▸ WHAT TO WORK ON
In the data below, find each line that contains the word "white" and copy it.

▸ RECORDS PROVIDED

--------

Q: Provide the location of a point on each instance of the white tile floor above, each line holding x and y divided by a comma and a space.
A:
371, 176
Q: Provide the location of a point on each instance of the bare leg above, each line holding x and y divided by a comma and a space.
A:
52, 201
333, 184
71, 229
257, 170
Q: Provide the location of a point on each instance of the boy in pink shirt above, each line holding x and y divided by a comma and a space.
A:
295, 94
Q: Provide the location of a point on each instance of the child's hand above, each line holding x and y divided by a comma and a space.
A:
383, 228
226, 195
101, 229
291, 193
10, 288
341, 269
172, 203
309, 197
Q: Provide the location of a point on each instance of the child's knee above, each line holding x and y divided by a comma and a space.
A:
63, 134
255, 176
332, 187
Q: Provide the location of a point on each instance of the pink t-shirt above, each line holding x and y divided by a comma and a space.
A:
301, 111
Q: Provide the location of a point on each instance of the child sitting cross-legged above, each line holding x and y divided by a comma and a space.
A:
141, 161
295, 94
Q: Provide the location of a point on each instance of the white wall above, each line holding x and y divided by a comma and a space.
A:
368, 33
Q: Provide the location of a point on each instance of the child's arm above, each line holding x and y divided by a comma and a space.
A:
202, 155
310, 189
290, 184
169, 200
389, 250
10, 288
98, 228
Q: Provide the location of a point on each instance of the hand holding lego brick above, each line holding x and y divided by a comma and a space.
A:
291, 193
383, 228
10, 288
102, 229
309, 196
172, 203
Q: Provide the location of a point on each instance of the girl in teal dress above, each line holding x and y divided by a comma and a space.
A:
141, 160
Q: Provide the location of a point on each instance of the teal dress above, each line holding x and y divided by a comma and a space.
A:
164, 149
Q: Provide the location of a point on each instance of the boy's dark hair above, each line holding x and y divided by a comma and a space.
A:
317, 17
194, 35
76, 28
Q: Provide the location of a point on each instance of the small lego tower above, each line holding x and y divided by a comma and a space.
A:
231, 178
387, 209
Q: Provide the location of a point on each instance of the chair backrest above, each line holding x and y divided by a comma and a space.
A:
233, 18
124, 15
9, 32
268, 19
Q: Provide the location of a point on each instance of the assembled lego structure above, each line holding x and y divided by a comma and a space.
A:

--------

▸ TASK ANSWER
Q: Provide the location of a point on each instance of the white tile floor above, each line holding x and y divided by a comma and a space.
Q: Provide the location of a point on each instance of the white wall above, each line holding x and y divided by a comma and a space.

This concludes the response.